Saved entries
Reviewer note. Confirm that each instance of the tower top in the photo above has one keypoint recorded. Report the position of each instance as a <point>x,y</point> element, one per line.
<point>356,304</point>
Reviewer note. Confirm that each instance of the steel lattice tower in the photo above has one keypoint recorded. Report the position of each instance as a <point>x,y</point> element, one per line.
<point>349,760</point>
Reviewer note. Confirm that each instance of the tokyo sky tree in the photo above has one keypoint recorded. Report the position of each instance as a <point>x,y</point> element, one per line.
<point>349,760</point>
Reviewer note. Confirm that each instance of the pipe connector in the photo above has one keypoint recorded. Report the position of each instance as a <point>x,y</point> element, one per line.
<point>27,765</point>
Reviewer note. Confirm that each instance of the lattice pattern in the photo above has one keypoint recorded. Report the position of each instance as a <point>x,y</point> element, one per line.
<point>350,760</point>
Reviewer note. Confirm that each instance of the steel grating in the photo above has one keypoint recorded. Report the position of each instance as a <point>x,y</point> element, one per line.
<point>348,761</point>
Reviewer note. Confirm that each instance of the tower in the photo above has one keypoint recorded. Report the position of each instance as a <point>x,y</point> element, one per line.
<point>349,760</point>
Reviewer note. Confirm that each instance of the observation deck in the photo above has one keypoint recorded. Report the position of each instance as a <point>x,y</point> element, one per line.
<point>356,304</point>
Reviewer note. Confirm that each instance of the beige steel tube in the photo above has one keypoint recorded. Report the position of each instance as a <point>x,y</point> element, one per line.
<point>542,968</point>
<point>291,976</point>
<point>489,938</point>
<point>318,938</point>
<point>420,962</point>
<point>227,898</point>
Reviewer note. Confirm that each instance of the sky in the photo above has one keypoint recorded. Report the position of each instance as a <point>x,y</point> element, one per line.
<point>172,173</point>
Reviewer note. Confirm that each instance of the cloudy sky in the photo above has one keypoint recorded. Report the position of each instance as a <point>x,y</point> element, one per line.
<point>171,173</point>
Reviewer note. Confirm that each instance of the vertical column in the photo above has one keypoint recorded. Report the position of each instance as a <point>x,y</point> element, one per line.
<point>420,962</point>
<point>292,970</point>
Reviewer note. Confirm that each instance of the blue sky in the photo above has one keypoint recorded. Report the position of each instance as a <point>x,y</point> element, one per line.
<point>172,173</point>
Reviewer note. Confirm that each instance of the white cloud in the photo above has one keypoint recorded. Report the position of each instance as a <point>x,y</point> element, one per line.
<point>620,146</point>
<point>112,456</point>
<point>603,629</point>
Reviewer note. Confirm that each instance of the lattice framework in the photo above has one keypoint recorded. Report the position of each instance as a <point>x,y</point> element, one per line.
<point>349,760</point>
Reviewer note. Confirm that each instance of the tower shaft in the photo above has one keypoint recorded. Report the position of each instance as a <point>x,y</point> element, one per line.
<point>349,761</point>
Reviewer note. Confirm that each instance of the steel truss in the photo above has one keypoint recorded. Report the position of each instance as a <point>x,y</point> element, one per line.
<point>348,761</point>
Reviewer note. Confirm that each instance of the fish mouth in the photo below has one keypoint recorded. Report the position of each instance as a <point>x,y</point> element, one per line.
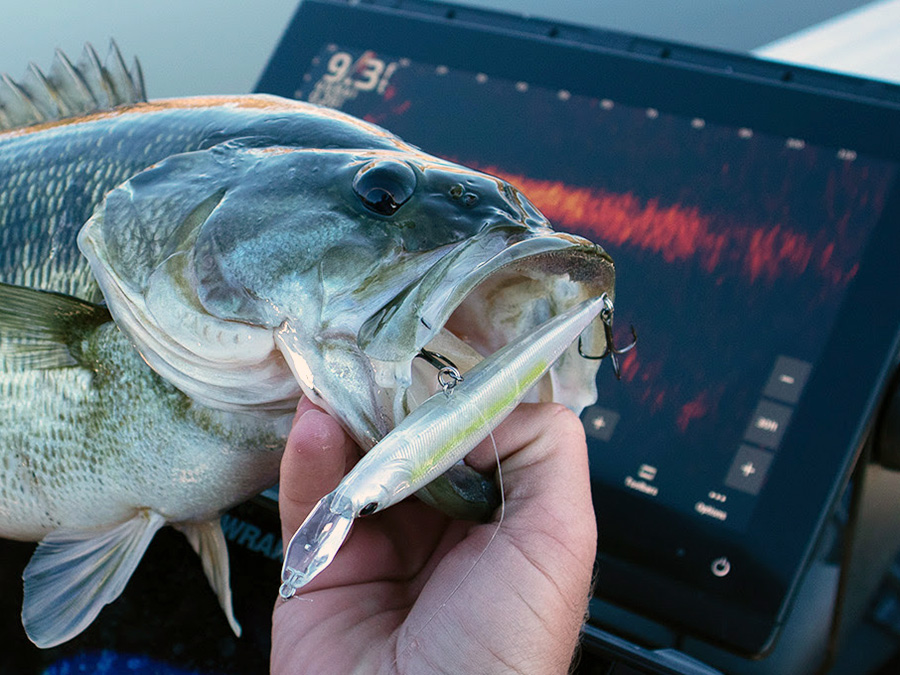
<point>485,293</point>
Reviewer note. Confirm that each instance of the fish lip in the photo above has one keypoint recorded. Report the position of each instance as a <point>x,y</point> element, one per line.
<point>412,318</point>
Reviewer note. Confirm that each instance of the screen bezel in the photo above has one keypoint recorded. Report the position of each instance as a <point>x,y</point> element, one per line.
<point>670,566</point>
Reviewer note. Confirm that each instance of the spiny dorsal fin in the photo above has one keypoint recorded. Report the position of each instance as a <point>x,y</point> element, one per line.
<point>69,90</point>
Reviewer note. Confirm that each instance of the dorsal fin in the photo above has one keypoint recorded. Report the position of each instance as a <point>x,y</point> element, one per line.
<point>69,90</point>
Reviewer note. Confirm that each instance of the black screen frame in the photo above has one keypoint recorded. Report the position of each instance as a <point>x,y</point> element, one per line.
<point>744,610</point>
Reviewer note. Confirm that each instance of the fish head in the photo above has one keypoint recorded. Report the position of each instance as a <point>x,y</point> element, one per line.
<point>249,275</point>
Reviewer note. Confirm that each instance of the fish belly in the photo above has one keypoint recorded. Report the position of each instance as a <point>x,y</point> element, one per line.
<point>82,449</point>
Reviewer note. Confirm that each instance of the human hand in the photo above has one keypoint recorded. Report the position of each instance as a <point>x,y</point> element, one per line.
<point>412,591</point>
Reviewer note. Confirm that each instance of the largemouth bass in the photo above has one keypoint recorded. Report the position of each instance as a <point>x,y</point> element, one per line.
<point>175,275</point>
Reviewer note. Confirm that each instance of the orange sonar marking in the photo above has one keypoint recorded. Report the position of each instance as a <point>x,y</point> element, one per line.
<point>678,233</point>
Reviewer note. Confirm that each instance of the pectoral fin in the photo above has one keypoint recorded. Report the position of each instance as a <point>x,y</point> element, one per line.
<point>42,329</point>
<point>208,541</point>
<point>72,575</point>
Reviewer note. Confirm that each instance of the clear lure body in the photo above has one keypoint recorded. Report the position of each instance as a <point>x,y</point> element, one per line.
<point>431,439</point>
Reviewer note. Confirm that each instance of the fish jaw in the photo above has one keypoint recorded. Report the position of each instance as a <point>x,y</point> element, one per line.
<point>492,290</point>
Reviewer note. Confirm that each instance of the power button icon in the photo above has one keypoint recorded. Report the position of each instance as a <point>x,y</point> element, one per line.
<point>721,567</point>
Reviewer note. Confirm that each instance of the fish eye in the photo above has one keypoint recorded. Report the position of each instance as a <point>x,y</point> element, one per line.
<point>383,186</point>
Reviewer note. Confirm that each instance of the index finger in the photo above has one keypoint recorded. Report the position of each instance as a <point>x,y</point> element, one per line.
<point>317,455</point>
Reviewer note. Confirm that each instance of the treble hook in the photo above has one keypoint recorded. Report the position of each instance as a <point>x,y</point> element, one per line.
<point>606,315</point>
<point>448,374</point>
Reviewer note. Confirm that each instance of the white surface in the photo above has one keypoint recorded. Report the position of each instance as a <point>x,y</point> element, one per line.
<point>865,41</point>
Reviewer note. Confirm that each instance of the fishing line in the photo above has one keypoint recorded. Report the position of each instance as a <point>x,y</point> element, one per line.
<point>414,639</point>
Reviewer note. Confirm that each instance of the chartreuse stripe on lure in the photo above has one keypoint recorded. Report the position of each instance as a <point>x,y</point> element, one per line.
<point>435,436</point>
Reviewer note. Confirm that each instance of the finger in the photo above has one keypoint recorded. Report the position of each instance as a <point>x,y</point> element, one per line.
<point>315,459</point>
<point>545,472</point>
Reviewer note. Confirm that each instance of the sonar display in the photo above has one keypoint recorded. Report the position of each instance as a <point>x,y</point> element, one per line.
<point>733,248</point>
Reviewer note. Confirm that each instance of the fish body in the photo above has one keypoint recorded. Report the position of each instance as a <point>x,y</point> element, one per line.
<point>175,275</point>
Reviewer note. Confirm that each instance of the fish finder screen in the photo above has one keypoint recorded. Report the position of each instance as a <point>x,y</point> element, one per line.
<point>733,251</point>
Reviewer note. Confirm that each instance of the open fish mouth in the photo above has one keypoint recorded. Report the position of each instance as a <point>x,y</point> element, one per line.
<point>487,292</point>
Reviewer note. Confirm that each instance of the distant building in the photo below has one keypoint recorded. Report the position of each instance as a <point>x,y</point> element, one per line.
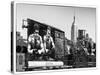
<point>81,34</point>
<point>74,32</point>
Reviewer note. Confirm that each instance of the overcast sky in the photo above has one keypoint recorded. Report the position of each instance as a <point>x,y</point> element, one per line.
<point>59,17</point>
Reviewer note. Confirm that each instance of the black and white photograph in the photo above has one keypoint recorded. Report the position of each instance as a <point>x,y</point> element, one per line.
<point>52,37</point>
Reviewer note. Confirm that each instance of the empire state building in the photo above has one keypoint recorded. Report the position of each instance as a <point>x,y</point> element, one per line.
<point>74,32</point>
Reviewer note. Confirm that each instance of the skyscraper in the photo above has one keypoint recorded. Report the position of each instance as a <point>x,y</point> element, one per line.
<point>74,31</point>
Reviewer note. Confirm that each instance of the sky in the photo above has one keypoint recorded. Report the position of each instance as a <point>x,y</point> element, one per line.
<point>60,17</point>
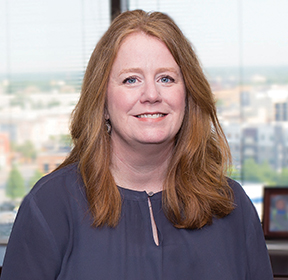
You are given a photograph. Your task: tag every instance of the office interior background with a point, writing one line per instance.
(45, 47)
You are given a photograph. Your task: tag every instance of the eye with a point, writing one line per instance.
(167, 79)
(130, 80)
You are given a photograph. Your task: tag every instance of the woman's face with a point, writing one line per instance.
(145, 94)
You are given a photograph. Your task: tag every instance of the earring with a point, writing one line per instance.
(108, 126)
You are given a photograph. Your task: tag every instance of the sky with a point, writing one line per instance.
(40, 35)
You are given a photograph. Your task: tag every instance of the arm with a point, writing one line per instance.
(32, 253)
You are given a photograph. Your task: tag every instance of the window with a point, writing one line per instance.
(243, 50)
(45, 46)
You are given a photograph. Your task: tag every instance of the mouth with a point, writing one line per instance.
(151, 116)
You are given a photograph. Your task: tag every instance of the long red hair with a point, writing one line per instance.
(196, 188)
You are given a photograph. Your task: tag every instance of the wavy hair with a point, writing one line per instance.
(196, 188)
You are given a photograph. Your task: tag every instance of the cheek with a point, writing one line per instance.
(119, 103)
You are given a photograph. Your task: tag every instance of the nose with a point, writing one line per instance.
(150, 93)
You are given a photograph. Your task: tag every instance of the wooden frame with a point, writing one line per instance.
(275, 212)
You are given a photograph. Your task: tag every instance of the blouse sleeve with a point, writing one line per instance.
(258, 260)
(32, 252)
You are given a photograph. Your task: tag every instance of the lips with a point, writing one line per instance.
(151, 116)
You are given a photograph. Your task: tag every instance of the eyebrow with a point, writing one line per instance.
(159, 70)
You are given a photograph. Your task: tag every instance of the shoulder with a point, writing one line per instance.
(240, 196)
(58, 194)
(64, 181)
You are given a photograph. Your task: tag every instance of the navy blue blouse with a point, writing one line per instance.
(52, 238)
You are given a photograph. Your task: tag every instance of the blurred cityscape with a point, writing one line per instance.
(35, 113)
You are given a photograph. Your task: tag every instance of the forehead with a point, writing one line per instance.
(139, 48)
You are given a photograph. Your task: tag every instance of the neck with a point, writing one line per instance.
(142, 169)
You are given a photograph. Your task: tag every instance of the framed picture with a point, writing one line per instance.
(275, 212)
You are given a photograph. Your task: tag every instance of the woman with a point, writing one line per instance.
(143, 194)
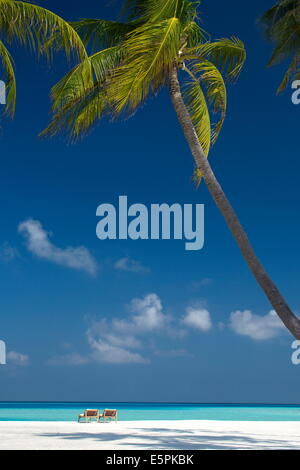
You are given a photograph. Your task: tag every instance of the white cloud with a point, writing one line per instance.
(8, 252)
(130, 265)
(104, 351)
(198, 318)
(117, 341)
(17, 358)
(70, 359)
(256, 327)
(198, 284)
(148, 313)
(38, 242)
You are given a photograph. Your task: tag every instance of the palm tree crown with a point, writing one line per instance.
(36, 27)
(282, 26)
(131, 60)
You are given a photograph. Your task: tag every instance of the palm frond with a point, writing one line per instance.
(196, 104)
(33, 25)
(228, 55)
(77, 116)
(281, 24)
(99, 34)
(215, 91)
(96, 69)
(159, 10)
(9, 78)
(150, 52)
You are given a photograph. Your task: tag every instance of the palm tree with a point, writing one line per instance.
(282, 26)
(37, 28)
(162, 44)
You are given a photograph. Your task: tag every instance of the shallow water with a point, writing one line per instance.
(62, 411)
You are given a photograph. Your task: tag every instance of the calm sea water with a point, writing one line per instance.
(62, 411)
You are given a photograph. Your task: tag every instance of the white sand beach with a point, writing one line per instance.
(150, 435)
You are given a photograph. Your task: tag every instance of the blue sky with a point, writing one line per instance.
(147, 320)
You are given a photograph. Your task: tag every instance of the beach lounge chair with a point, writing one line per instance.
(109, 415)
(88, 415)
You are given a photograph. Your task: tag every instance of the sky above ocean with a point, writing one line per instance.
(146, 320)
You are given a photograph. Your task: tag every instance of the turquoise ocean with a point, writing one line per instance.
(68, 411)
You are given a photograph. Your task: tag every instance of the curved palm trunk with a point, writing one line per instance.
(278, 302)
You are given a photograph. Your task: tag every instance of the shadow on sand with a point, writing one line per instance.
(163, 438)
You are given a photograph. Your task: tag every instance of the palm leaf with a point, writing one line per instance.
(81, 79)
(9, 78)
(99, 34)
(228, 55)
(33, 25)
(196, 104)
(150, 52)
(76, 117)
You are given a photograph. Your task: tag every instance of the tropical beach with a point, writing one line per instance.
(150, 435)
(149, 245)
(51, 426)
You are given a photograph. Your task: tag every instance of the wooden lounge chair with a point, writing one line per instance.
(109, 415)
(88, 415)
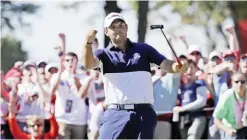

=== What the exercise asks ===
Your task is to transcribe, exactly and without additions, every line from the one that contains "of the tropical" to the end of the entries above, both included. Omit all pictures.

=== Written response ===
You are given a photograph. Your task: tag every instance of the tropical beach with a point, writing one line per instance.
(150, 435)
(149, 245)
(51, 426)
You are given a photograph. Your task: tag every instance of the wooden lounge chair with a point, writing one line per instance.
(109, 415)
(88, 415)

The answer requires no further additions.